## Your objective
Exactly as they appear, output all of the records. Skip any images.

[Items listed in a dataset]
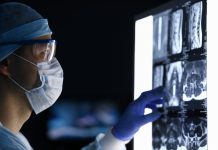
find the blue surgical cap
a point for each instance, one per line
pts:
(19, 22)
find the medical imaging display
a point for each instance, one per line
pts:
(182, 71)
(195, 30)
(176, 31)
(173, 133)
(160, 35)
(194, 80)
(173, 83)
(158, 76)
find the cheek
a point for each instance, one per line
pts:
(25, 74)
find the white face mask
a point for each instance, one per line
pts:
(51, 76)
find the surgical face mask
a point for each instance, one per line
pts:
(51, 76)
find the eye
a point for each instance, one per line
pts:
(40, 51)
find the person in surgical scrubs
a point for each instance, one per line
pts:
(31, 79)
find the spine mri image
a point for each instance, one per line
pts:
(179, 65)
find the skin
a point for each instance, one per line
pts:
(15, 108)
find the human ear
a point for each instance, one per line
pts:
(4, 67)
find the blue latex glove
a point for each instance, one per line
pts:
(133, 117)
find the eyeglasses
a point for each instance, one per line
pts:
(44, 50)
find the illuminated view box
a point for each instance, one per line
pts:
(171, 51)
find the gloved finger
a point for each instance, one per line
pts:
(152, 96)
(149, 118)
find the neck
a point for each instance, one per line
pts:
(14, 109)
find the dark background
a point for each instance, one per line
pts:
(96, 50)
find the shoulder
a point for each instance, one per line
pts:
(9, 141)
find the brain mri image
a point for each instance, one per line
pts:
(167, 134)
(176, 31)
(158, 76)
(194, 80)
(195, 30)
(160, 34)
(173, 83)
(171, 133)
(183, 72)
(194, 132)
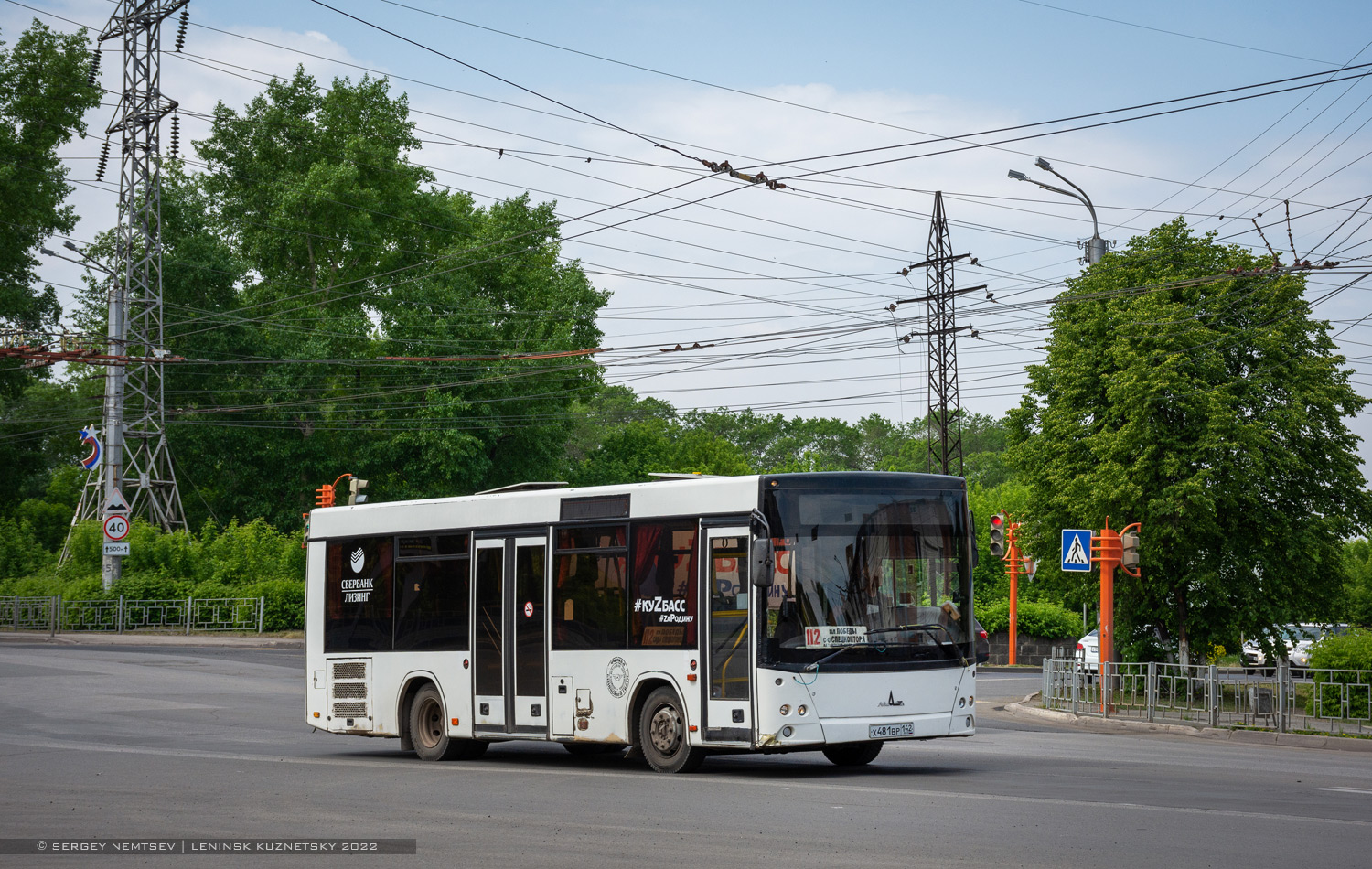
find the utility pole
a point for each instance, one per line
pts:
(944, 451)
(134, 416)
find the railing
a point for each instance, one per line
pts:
(1281, 699)
(120, 616)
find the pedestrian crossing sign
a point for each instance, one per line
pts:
(1076, 550)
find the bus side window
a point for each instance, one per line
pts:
(589, 588)
(663, 584)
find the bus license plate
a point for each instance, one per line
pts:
(900, 728)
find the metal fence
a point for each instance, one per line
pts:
(120, 616)
(1281, 699)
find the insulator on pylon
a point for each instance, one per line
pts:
(104, 159)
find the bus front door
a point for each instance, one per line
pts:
(727, 644)
(509, 680)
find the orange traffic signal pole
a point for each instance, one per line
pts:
(1108, 551)
(1013, 556)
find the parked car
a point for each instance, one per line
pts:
(1292, 641)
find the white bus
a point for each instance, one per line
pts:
(683, 617)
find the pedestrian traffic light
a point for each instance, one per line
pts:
(1130, 553)
(354, 492)
(998, 536)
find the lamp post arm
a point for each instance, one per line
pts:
(1084, 198)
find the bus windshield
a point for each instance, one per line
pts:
(878, 573)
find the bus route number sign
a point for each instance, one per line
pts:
(115, 528)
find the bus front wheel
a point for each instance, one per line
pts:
(661, 735)
(852, 754)
(428, 731)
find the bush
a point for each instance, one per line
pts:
(239, 561)
(1036, 618)
(1350, 651)
(19, 550)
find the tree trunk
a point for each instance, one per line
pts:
(1183, 641)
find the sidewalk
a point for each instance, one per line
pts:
(103, 638)
(1028, 709)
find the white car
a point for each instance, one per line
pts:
(1297, 641)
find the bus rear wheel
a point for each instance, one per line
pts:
(661, 735)
(428, 731)
(852, 754)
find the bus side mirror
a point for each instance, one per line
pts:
(762, 566)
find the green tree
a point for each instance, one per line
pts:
(1207, 403)
(1357, 586)
(43, 96)
(309, 250)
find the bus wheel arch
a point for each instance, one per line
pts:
(412, 687)
(663, 734)
(636, 703)
(428, 729)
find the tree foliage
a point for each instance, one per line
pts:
(1190, 392)
(43, 95)
(305, 257)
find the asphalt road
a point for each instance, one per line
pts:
(134, 742)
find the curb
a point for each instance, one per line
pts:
(148, 638)
(1245, 737)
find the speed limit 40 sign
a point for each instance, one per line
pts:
(115, 528)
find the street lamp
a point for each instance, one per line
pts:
(1095, 244)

## Written solution
find the blue surgical cap
a point for each instance, one per line
pts:
(19, 22)
find the medical imaging display
a point for each instance, one per line
pts:
(182, 71)
(195, 30)
(176, 31)
(173, 133)
(160, 35)
(194, 80)
(173, 83)
(158, 76)
find the cheek
a point for each instance, one per line
pts:
(25, 74)
find the white face mask
a point for each instance, one per line
pts:
(51, 76)
find the surgical face mask
a point for each instance, one per line
pts:
(51, 76)
find the eye
a point for each instance, one per line
pts:
(40, 51)
find the person in surgical scrubs
a point for each instance, one per line
pts:
(31, 79)
find the spine mri image
a point for each instance, one per line
pts:
(179, 65)
find the skin
a point for each instance, one per line
pts:
(15, 108)
find the human ear
a point for each instance, one per line
pts:
(4, 67)
find the blue latex glove
a point for each instance, one per line
pts:
(133, 117)
find the eyeglasses
a point for each instance, one per line
pts:
(44, 50)
find the illuminated view box
a point for each instance, one per line
pts:
(171, 51)
find the gloved finger
a point for each instance, one per line
pts:
(152, 96)
(149, 118)
find the neck
a point for each instance, one per line
pts:
(14, 109)
find the dark background
a point for each instance, one per line
pts:
(96, 50)
find the shoulder
a point for each instance, one per line
pts:
(9, 141)
find the brain mri image
a point for each instance, one per line
pts:
(167, 134)
(176, 31)
(158, 76)
(194, 80)
(195, 30)
(160, 34)
(173, 83)
(171, 133)
(183, 72)
(194, 132)
find the utility pole
a point for each instance, one per line
pts:
(944, 451)
(134, 416)
find the railing
a point for each instance, one per line
pts:
(1281, 699)
(120, 616)
find the pedestrian crossing sign
a point for each instance, one per line
pts:
(1076, 550)
find the bus side window
a point for each instance, one per line
pts:
(589, 588)
(663, 584)
find the bus license plate
a point for each instance, one per line
pts:
(900, 728)
find the metal fence
a point for each instance, one per line
pts:
(120, 616)
(1281, 699)
find the insulator on pylon
a point for each instance, one per line
pts:
(104, 159)
find the bus front door
a point for each instance, one per line
pts:
(727, 644)
(509, 680)
find the orange traffic signal pole
a point for each instance, one per line
pts:
(1108, 551)
(1013, 556)
find the parked car
a point for each instance, one per line
pts:
(1292, 641)
find the white bus
a point for each instance, one per line
pts:
(683, 617)
find the pedestrian traffic light
a point for each instance, one per line
pts:
(1130, 553)
(354, 492)
(998, 536)
find the lamp post arm
a point for each instance, one per line
pts:
(1084, 198)
find the bus windshield
a point for each instance, one per line
pts:
(878, 573)
find the bus route number sign
a point for each instance, one per line
pts:
(115, 528)
find the bus front wheel
a point for each instance, one per line
pts:
(661, 735)
(852, 754)
(428, 731)
find the bush
a point for each instance, one per line
pts:
(239, 561)
(1036, 618)
(1350, 651)
(19, 550)
find the tree trunk
a point for each instance, one per line
pts:
(1183, 641)
find the sidewalk
a point for each instance, one per line
pts:
(103, 638)
(1028, 709)
find the white car
a point for each instance, one per line
pts:
(1297, 641)
find the bus rear wheel
a point for each instance, one per line
pts:
(661, 735)
(428, 731)
(852, 754)
find the bus side mirror
a point for each instance, one per line
pts:
(762, 566)
find the green tree
a point for each instance, one per line
pts:
(1207, 403)
(1357, 586)
(43, 96)
(309, 250)
find the bus wheel arch
a point for each instance, one per line
pts:
(412, 687)
(663, 734)
(636, 703)
(428, 729)
find the tree foliage
a point for each instance, one per line
pts:
(1190, 392)
(43, 95)
(305, 257)
find the asphalt road
a point for each instance, one per line
pts:
(134, 742)
find the curb
a point for each instance, one per line
pts:
(148, 638)
(1245, 737)
find the speed limit 40 sign
a point for each instance, one per line
pts:
(115, 528)
find the street lamp
a point for each instance, one per line
pts:
(1095, 244)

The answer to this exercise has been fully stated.